▸ **Exercise material**
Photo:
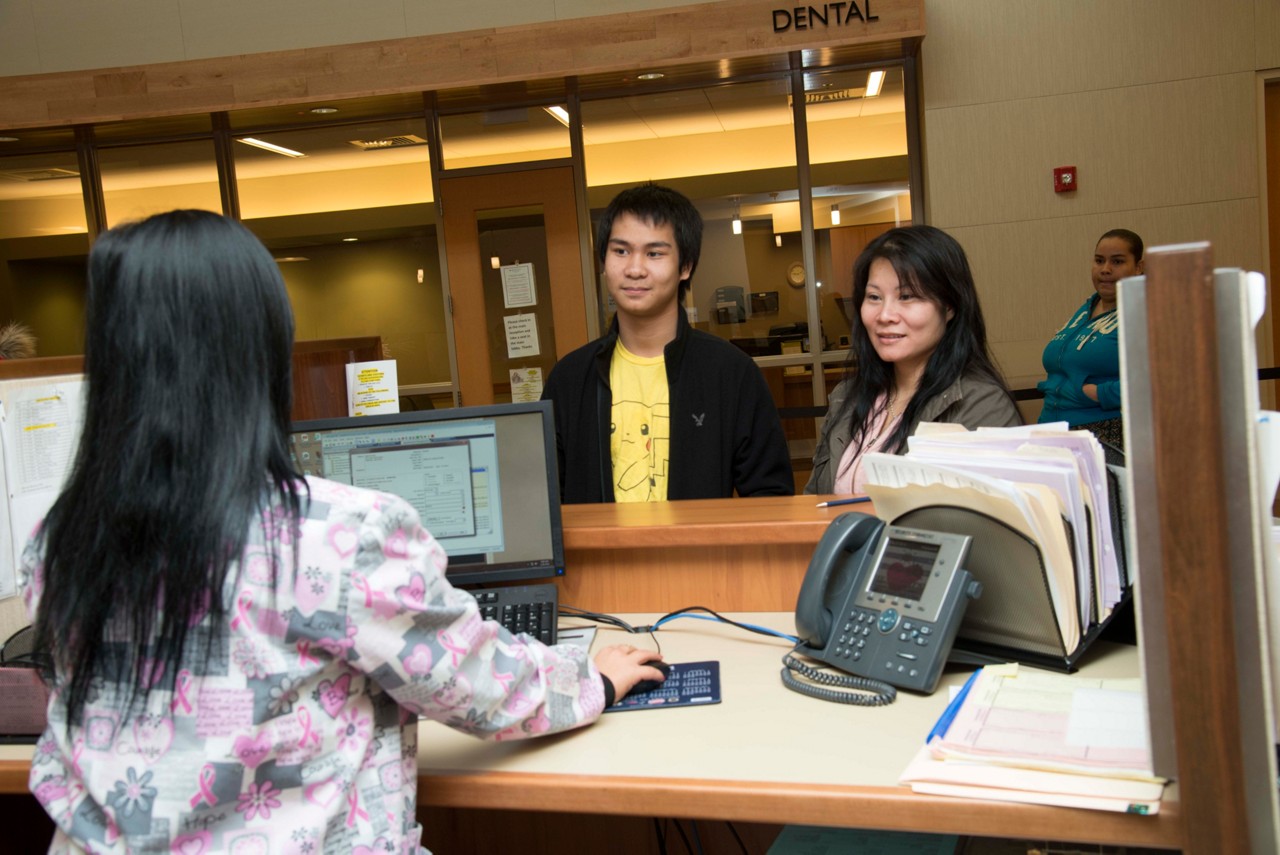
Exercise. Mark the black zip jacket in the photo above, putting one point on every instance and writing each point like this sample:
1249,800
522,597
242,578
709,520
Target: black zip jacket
726,435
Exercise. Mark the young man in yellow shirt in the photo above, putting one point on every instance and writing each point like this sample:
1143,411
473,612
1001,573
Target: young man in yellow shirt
656,410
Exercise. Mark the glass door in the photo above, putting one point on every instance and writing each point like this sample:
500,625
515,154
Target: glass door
515,278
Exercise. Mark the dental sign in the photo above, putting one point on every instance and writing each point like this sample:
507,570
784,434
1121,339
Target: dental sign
828,14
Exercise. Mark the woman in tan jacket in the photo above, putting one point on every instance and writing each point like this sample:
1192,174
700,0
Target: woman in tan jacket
918,353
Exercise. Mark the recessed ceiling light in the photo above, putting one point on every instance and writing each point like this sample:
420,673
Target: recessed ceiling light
272,146
560,113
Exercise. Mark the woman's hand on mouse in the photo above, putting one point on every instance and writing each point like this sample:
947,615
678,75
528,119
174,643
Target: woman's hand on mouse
625,666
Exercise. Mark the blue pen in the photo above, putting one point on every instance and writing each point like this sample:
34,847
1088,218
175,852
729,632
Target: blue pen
949,714
856,499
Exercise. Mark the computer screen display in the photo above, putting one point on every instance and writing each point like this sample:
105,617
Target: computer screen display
484,480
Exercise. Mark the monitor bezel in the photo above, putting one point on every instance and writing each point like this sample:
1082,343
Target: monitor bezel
472,575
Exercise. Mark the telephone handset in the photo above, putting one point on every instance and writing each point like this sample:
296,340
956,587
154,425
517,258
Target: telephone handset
883,603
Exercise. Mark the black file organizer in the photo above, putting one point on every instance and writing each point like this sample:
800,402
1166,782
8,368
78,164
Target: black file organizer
1014,621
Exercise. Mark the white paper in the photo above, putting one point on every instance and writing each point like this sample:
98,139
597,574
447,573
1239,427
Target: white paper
373,388
517,286
40,426
521,335
526,384
1107,718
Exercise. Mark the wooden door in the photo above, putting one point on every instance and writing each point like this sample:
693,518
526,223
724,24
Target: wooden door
511,237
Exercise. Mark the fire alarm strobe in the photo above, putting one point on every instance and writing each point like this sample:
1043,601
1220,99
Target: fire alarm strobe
1064,179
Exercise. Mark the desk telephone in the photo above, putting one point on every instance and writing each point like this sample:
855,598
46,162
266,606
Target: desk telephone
883,603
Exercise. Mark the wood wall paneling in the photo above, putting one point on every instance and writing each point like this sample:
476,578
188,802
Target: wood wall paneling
504,54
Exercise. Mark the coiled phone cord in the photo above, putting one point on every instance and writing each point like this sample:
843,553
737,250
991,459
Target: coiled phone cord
841,685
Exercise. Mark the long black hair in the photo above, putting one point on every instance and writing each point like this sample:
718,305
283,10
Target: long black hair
187,365
933,265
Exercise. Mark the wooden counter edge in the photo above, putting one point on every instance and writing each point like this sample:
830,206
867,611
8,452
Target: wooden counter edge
881,808
702,522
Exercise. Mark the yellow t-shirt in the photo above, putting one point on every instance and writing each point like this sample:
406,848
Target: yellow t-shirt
640,426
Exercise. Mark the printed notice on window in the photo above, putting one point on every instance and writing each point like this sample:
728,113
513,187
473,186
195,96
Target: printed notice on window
373,388
526,384
40,426
521,335
517,286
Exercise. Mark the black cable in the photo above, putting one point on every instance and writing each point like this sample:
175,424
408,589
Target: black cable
609,620
684,836
839,687
661,835
741,844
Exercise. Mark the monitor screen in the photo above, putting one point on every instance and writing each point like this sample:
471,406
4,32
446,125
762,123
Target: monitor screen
484,480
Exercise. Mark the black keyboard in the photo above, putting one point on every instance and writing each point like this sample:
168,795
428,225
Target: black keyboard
522,608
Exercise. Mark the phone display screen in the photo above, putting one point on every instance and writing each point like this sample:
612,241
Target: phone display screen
904,568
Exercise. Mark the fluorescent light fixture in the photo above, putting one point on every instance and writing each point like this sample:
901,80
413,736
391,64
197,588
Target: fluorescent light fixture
272,146
874,81
560,114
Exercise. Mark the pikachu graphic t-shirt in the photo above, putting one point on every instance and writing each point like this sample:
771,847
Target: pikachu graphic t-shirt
640,426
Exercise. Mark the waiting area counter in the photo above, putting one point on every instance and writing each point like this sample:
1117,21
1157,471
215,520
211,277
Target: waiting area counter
764,754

▸ **Problem details**
With both ends included, please retype exactly the lines from the line containing "Exercise. Mark the fluorescent" to the final line of the data.

▸ **Output for this exercise**
Exercise. Mark the fluorescent light fixture in the photo above, putting one point on every instance and writing each point like this sample:
901,80
413,736
391,64
197,588
Target: fluorescent light fixture
272,146
874,81
560,114
Exercise. Mark the pikachu graphic t-shirt in the photo above, putting one point on every instance and writing each point like this sample:
771,847
Target: pikachu graphic t-shirt
640,426
Exercise. Mark the waiting area counter in the photo above, putting one point on every instance and writing each point like this sample:
1117,21
1157,471
215,520
211,277
Target: waiting area counter
764,754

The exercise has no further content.